- Action item -
Copy each line of the records that includes "green".

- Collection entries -
==========
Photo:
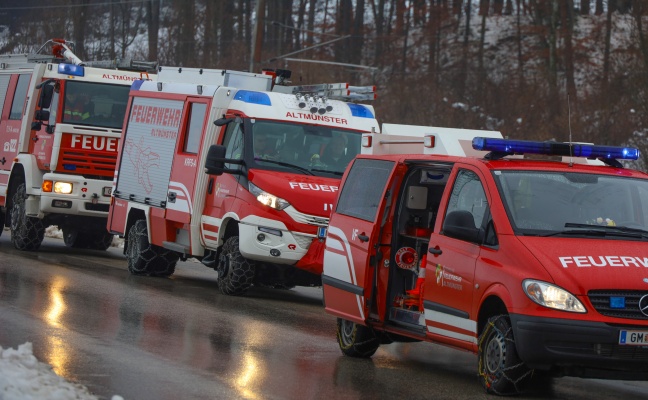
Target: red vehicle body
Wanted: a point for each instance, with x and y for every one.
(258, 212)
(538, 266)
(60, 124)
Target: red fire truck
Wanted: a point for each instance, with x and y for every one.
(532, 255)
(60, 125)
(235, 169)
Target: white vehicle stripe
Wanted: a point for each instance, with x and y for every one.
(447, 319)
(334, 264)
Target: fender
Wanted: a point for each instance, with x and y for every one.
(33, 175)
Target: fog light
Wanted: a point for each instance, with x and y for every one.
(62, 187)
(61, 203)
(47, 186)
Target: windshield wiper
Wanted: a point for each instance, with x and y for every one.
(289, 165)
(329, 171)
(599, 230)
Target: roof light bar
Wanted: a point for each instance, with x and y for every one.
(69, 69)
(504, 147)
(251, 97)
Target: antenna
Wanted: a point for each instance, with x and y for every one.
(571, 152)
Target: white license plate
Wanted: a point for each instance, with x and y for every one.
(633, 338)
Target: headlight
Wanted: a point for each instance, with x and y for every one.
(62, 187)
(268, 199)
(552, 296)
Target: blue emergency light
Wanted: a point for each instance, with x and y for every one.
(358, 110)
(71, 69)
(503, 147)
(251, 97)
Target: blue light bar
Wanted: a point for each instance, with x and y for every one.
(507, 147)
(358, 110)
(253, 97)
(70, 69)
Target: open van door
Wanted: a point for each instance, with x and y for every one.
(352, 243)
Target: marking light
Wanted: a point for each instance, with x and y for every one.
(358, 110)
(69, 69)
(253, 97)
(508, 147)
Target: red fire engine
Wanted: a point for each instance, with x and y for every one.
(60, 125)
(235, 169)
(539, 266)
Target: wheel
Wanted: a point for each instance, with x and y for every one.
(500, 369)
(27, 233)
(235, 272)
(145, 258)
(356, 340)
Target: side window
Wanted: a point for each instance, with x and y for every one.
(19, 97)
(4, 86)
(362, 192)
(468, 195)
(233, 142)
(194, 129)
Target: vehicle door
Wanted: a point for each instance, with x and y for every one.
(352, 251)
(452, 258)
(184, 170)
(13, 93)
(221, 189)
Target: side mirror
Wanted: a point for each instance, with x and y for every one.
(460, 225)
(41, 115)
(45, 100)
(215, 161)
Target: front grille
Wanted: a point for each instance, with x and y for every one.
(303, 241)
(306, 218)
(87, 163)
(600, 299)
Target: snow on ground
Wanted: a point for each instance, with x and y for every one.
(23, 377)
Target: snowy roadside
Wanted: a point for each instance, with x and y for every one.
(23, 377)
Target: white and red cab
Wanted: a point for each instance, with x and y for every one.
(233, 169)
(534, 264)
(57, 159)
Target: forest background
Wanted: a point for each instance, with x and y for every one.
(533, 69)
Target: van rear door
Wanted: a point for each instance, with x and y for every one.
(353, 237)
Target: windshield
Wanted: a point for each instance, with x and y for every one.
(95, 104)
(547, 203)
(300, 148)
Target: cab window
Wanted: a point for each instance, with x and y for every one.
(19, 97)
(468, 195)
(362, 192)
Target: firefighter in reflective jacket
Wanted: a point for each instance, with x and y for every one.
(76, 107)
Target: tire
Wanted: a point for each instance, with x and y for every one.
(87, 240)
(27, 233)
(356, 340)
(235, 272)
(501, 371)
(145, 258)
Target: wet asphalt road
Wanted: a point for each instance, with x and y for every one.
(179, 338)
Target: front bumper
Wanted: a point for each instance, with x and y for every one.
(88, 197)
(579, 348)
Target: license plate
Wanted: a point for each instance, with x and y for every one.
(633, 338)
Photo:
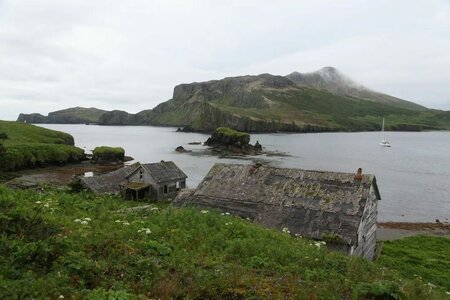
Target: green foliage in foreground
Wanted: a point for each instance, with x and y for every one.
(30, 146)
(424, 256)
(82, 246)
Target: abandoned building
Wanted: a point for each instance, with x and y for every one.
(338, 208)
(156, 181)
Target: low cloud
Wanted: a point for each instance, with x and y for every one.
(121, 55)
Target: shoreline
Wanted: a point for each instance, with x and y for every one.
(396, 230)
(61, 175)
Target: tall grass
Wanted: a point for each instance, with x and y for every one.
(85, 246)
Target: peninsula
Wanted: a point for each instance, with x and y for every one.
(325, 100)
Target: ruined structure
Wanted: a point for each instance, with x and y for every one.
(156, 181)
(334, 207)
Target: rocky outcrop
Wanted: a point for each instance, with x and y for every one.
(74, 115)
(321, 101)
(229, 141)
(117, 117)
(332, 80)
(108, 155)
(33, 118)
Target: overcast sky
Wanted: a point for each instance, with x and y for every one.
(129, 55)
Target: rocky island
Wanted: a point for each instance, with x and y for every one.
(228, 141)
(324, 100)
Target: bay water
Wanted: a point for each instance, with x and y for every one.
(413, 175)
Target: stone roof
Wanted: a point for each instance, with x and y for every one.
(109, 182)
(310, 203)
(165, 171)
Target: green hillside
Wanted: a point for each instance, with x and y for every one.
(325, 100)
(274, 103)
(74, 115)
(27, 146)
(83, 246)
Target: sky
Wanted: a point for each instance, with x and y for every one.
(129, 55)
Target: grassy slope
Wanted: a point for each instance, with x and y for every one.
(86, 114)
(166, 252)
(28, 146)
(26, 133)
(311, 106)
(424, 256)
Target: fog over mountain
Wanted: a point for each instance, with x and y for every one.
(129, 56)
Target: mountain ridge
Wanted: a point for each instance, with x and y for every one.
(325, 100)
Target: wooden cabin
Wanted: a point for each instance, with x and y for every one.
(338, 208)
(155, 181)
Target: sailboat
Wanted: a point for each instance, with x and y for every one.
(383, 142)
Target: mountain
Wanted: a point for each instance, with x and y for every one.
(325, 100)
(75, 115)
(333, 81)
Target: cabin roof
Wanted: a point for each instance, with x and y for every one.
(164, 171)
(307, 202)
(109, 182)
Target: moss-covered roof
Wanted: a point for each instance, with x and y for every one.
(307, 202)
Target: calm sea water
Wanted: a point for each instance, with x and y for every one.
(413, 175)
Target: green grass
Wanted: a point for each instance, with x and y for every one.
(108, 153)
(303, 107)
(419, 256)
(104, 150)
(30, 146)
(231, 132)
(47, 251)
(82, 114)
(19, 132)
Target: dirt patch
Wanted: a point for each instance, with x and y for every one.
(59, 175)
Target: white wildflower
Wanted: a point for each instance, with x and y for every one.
==========
- Reply to the task -
Target: green foliage in foreground
Target: green hillside
Target: green grass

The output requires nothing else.